START Data for this task
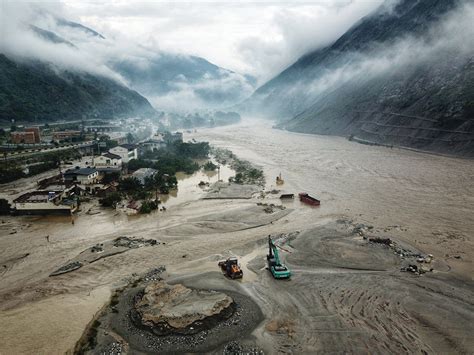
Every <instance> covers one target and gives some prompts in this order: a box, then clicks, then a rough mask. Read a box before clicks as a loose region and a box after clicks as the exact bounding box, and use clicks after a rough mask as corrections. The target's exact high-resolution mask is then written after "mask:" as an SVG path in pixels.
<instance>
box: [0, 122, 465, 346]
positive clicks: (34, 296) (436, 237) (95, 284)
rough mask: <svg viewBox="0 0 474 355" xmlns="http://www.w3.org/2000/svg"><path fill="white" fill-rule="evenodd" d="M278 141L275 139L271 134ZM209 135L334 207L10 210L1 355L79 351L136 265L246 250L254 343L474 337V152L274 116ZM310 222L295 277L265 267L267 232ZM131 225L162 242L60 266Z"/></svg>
END Data for this task
START Data for this task
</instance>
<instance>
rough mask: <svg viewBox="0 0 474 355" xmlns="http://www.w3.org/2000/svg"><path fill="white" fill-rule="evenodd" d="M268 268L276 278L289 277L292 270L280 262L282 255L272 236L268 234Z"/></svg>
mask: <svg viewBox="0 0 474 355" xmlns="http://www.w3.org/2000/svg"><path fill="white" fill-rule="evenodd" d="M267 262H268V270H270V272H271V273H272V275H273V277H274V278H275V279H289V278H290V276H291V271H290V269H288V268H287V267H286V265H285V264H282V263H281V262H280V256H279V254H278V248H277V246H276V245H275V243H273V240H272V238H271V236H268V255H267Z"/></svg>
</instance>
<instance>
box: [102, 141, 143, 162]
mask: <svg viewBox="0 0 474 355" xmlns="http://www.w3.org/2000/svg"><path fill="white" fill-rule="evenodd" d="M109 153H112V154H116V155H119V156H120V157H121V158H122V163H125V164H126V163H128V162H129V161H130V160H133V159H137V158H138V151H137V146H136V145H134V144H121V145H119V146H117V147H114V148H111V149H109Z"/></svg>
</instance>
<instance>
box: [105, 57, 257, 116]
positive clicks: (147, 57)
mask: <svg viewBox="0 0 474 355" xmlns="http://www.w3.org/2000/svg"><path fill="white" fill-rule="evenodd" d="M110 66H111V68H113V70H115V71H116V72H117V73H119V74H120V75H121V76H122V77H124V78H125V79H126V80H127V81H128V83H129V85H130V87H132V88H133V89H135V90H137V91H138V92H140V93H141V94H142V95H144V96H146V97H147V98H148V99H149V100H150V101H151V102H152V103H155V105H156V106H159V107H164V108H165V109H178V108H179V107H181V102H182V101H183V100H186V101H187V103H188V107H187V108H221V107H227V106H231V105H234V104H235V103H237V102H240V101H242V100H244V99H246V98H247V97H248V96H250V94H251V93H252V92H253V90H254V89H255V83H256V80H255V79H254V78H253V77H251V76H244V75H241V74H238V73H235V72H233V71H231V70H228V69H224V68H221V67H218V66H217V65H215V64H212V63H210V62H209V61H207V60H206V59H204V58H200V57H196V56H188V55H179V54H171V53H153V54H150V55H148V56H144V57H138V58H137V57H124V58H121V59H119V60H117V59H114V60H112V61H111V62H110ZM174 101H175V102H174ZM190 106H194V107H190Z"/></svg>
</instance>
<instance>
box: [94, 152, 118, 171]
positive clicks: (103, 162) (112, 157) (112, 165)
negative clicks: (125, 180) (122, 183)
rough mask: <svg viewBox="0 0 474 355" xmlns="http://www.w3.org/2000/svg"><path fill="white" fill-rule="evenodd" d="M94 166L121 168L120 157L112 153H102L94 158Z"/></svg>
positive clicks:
END Data for this task
§ Instructions to follow
Output the rows above exactly as they stand, starting from the line with "Every <instance> covers" up to and including the line with "141L275 139L271 134ZM209".

§ Exercise solution
Every <instance> covers one target and gives some prompts in this order: a box, then clicks, then a rough mask. Read a box before clicks as a loose region and a box after clicks as the exact bounding box, and use clicks after a rough mask as corrections. The target's exact high-resolution mask is then written after "mask:" as an SVG path in pixels.
<instance>
box: [0, 122, 465, 346]
positive clicks: (34, 296) (436, 237) (95, 284)
rough mask: <svg viewBox="0 0 474 355" xmlns="http://www.w3.org/2000/svg"><path fill="white" fill-rule="evenodd" d="M278 141L275 139L271 134ZM209 135L334 207L10 210L1 355L79 351L136 265L246 250L254 343L474 337V152L274 116ZM310 222L295 277L265 267L267 232ZM131 225L162 242L60 266Z"/></svg>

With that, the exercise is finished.